**GOAL:** Copy out each line in the rows below that contains the word "orange".

**TASK INPUT:**
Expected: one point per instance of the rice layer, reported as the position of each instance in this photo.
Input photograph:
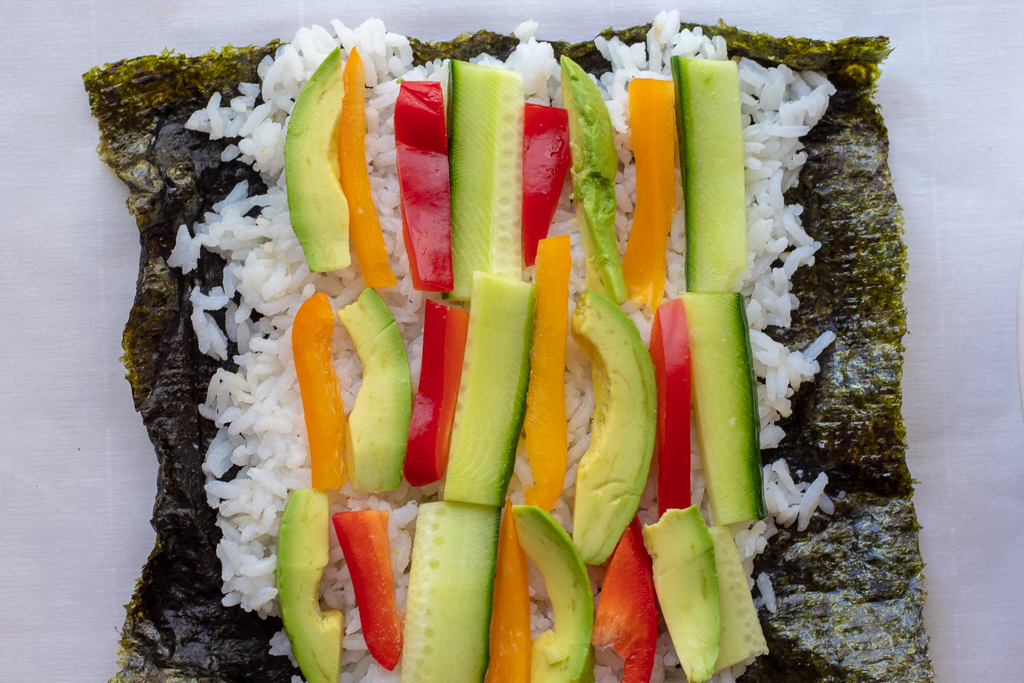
(260, 452)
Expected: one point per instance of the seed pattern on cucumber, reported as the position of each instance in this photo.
(485, 170)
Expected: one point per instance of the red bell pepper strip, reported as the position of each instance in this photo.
(627, 615)
(670, 349)
(443, 345)
(546, 160)
(421, 146)
(363, 535)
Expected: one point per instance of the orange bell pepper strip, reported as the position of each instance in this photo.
(365, 226)
(652, 121)
(321, 390)
(627, 615)
(510, 634)
(547, 439)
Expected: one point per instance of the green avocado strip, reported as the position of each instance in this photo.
(837, 611)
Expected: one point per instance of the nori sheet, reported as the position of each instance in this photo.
(850, 589)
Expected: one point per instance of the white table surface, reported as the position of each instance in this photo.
(77, 471)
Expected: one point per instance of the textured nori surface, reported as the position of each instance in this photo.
(850, 588)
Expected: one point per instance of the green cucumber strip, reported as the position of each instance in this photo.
(711, 139)
(493, 393)
(565, 653)
(686, 584)
(378, 426)
(485, 115)
(726, 407)
(741, 636)
(448, 613)
(594, 166)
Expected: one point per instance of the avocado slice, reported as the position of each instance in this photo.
(302, 554)
(686, 584)
(378, 426)
(594, 167)
(562, 655)
(613, 471)
(315, 201)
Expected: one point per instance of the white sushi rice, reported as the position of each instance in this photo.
(261, 442)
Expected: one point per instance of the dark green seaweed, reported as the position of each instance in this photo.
(850, 589)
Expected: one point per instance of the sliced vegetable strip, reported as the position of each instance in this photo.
(443, 346)
(670, 349)
(652, 121)
(546, 160)
(421, 146)
(365, 226)
(627, 615)
(364, 540)
(547, 440)
(321, 390)
(510, 632)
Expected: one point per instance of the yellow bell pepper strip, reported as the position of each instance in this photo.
(547, 440)
(321, 390)
(510, 633)
(365, 226)
(652, 121)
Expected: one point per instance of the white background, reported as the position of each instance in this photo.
(77, 471)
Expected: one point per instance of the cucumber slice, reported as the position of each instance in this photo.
(686, 584)
(565, 653)
(741, 637)
(485, 114)
(448, 613)
(726, 406)
(378, 426)
(711, 139)
(493, 393)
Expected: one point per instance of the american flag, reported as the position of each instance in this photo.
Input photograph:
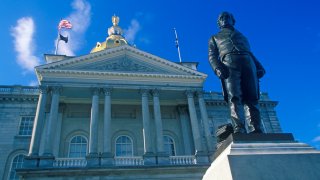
(65, 24)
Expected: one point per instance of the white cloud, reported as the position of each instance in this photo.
(24, 43)
(130, 33)
(33, 83)
(316, 139)
(80, 19)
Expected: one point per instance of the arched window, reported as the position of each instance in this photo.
(16, 163)
(211, 128)
(169, 145)
(124, 147)
(78, 146)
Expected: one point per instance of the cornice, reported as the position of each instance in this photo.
(19, 98)
(119, 74)
(116, 51)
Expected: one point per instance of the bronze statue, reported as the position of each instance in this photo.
(233, 62)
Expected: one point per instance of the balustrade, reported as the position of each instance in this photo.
(69, 162)
(182, 160)
(129, 161)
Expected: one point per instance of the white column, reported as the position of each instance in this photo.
(38, 122)
(204, 116)
(52, 121)
(107, 121)
(185, 128)
(158, 121)
(194, 122)
(93, 139)
(146, 121)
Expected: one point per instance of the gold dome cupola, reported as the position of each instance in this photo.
(114, 39)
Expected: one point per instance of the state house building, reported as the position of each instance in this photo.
(115, 113)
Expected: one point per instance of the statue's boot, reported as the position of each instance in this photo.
(237, 116)
(253, 117)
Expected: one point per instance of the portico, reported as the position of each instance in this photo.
(119, 103)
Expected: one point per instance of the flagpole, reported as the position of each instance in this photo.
(177, 44)
(57, 44)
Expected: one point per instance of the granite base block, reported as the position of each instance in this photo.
(264, 156)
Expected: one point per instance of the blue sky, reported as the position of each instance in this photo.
(284, 36)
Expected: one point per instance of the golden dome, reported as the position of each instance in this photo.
(114, 39)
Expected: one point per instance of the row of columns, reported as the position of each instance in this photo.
(93, 139)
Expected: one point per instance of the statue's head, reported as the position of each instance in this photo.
(226, 20)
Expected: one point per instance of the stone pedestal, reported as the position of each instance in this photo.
(264, 156)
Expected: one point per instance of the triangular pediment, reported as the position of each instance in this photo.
(124, 64)
(123, 59)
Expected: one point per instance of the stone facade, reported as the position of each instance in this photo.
(74, 119)
(113, 114)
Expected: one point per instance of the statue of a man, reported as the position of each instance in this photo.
(232, 61)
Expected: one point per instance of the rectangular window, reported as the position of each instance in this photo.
(26, 125)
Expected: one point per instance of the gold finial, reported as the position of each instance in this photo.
(115, 20)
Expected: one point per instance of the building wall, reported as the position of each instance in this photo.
(74, 118)
(11, 143)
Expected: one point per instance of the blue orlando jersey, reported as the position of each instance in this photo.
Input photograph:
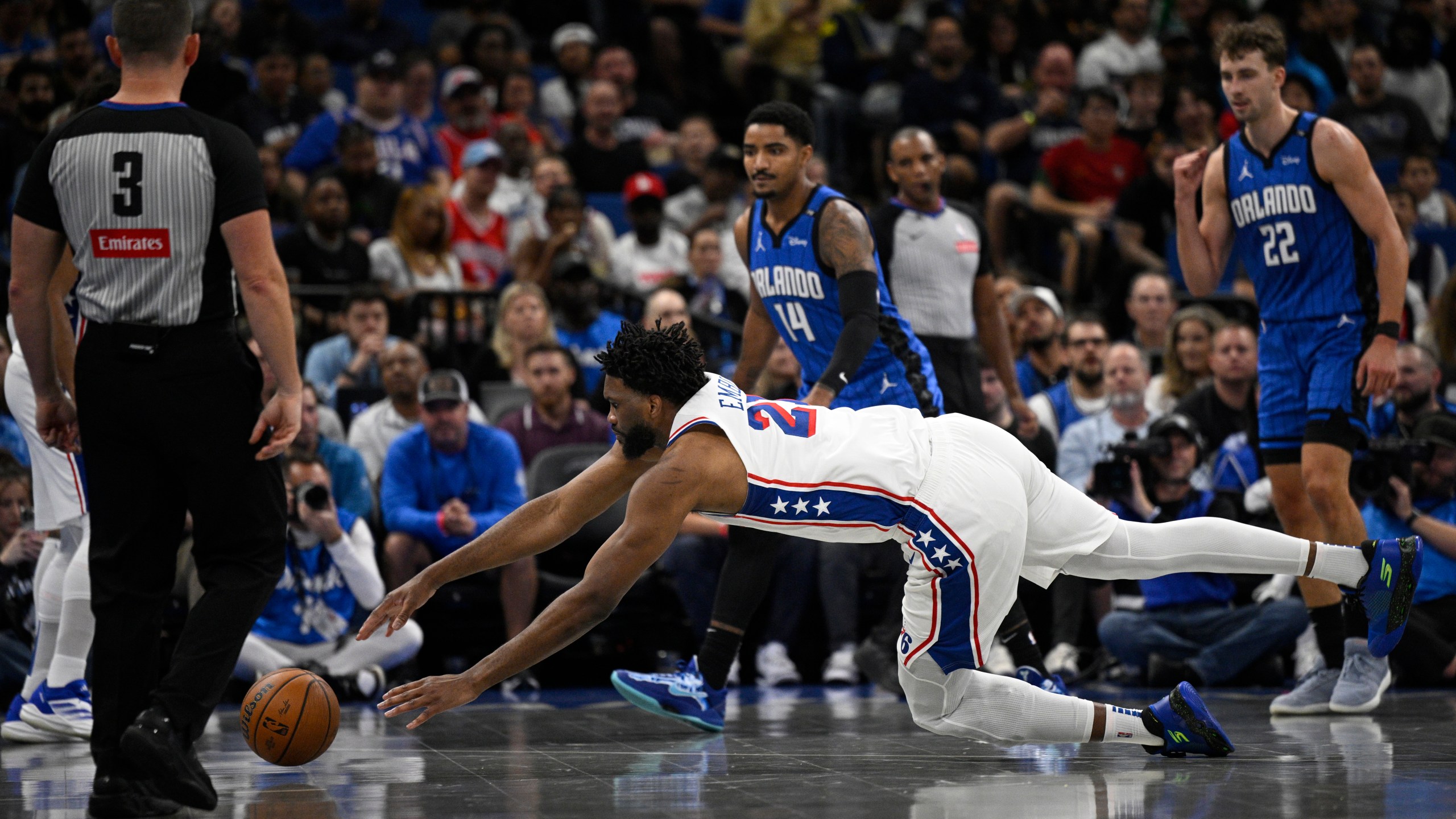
(803, 301)
(1302, 250)
(312, 602)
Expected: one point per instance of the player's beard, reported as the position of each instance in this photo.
(637, 441)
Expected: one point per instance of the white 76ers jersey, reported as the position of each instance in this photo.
(845, 475)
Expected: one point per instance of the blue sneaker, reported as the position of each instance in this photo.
(1186, 725)
(15, 729)
(1387, 589)
(1052, 684)
(64, 712)
(680, 696)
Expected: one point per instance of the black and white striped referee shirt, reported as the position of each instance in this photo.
(140, 193)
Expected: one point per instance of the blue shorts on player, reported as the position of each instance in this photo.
(1308, 388)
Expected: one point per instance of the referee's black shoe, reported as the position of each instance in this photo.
(156, 747)
(115, 796)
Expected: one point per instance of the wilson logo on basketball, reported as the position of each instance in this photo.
(131, 244)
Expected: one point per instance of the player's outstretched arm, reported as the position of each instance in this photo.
(759, 334)
(1342, 161)
(656, 509)
(533, 528)
(848, 248)
(1203, 245)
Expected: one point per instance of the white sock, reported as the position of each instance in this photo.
(1126, 725)
(1338, 564)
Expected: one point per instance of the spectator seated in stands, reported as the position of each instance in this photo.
(319, 253)
(372, 195)
(1129, 48)
(1222, 407)
(373, 431)
(715, 200)
(408, 155)
(344, 464)
(650, 255)
(1085, 392)
(998, 411)
(1037, 324)
(601, 159)
(415, 257)
(1434, 208)
(1151, 305)
(571, 229)
(329, 581)
(468, 114)
(581, 325)
(274, 114)
(1189, 628)
(1426, 507)
(1417, 379)
(478, 231)
(1187, 348)
(446, 481)
(1085, 442)
(1388, 125)
(351, 358)
(1428, 271)
(554, 417)
(1081, 181)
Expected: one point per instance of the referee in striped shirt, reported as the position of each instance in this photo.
(162, 208)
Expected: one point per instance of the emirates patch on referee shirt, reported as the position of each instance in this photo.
(131, 244)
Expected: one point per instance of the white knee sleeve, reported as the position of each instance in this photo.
(1139, 551)
(991, 707)
(77, 573)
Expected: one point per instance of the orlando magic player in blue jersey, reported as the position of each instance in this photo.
(1295, 196)
(814, 282)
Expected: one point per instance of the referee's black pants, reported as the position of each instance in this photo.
(167, 433)
(958, 372)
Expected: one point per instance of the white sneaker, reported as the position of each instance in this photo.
(1001, 660)
(775, 667)
(841, 668)
(1064, 659)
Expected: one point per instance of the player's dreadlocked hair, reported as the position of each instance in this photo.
(663, 362)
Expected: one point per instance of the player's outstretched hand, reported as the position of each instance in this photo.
(282, 413)
(396, 607)
(1189, 172)
(1376, 372)
(56, 421)
(435, 694)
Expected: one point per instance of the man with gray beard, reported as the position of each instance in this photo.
(1083, 444)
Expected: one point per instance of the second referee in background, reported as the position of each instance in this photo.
(162, 208)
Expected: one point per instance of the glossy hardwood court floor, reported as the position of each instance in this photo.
(800, 752)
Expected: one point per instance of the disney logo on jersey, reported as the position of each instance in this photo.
(784, 280)
(1273, 200)
(131, 244)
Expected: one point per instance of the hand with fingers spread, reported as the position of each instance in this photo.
(435, 696)
(396, 607)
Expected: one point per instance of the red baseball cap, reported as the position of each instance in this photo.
(644, 184)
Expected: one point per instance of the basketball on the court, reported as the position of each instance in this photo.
(290, 717)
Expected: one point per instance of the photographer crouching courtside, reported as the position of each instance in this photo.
(164, 208)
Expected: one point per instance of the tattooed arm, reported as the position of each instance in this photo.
(848, 251)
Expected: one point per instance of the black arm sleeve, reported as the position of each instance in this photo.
(238, 171)
(859, 305)
(35, 201)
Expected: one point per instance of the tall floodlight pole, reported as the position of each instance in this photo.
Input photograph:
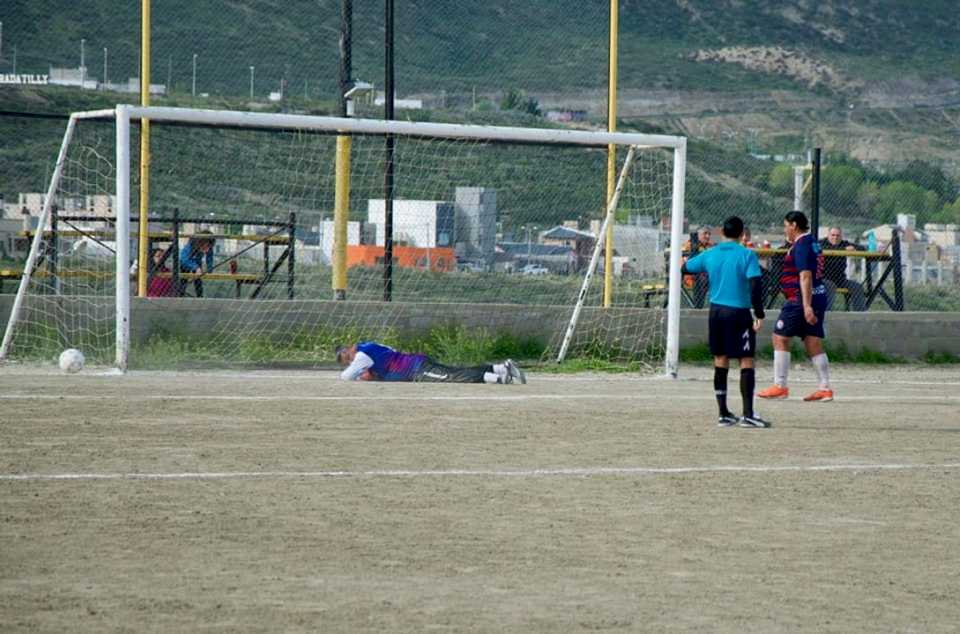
(142, 244)
(611, 151)
(388, 162)
(341, 203)
(815, 197)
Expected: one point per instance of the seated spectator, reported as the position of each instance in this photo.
(197, 257)
(835, 270)
(698, 283)
(159, 286)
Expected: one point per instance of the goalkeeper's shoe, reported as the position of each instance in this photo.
(727, 420)
(774, 391)
(821, 395)
(515, 373)
(754, 422)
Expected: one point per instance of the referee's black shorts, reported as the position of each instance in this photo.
(731, 332)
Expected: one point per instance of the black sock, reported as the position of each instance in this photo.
(720, 389)
(747, 383)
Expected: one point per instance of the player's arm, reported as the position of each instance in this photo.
(692, 266)
(806, 261)
(755, 275)
(756, 297)
(361, 362)
(806, 295)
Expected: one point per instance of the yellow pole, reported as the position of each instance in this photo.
(341, 203)
(611, 154)
(142, 255)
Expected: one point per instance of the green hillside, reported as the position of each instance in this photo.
(555, 45)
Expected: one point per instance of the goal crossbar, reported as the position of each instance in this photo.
(372, 126)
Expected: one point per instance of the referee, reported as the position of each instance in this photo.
(735, 285)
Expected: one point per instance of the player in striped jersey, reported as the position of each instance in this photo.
(801, 281)
(372, 361)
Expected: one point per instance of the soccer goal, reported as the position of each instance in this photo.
(494, 233)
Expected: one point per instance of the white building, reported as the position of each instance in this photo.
(416, 223)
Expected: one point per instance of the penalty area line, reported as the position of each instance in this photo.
(576, 472)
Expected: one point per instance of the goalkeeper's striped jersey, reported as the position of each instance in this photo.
(390, 365)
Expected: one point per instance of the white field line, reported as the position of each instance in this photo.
(580, 472)
(892, 398)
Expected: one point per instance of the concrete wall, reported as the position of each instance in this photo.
(908, 335)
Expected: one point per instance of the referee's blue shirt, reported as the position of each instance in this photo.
(729, 267)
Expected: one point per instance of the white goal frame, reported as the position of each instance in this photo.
(124, 114)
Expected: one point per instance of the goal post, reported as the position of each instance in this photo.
(488, 218)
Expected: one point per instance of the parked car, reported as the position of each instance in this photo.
(534, 269)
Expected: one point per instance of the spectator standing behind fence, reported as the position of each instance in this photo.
(835, 270)
(699, 284)
(159, 286)
(197, 257)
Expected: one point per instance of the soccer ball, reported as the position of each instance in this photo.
(71, 360)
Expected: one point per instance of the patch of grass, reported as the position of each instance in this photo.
(699, 353)
(573, 366)
(940, 358)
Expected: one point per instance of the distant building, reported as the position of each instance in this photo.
(79, 77)
(566, 116)
(416, 223)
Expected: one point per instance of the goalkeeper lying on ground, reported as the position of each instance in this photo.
(371, 361)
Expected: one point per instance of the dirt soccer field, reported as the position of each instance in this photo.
(291, 501)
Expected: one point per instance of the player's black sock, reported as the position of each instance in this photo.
(720, 389)
(747, 383)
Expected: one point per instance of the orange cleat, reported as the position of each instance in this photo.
(774, 391)
(820, 395)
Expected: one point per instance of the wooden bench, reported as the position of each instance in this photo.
(239, 278)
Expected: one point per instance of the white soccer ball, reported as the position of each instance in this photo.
(71, 360)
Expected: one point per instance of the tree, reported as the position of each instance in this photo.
(950, 214)
(514, 99)
(839, 187)
(929, 177)
(780, 181)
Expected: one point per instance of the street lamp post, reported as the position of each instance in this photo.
(83, 64)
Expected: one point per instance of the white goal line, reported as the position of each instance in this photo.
(576, 472)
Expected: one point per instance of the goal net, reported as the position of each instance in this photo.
(267, 237)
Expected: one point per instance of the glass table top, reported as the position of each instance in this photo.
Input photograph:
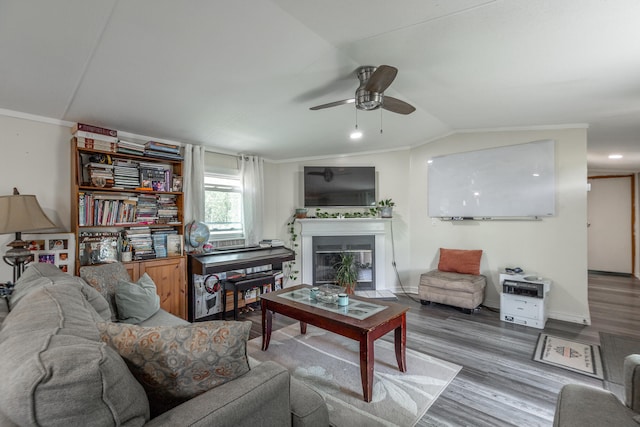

**TASK RESPONSE:**
Expected: one point per instance of the orange bell pepper strip, reported as the position of each instance in this photo.
Expected: one point per instance of the orange cleat, reported as the position of each instance in this photo.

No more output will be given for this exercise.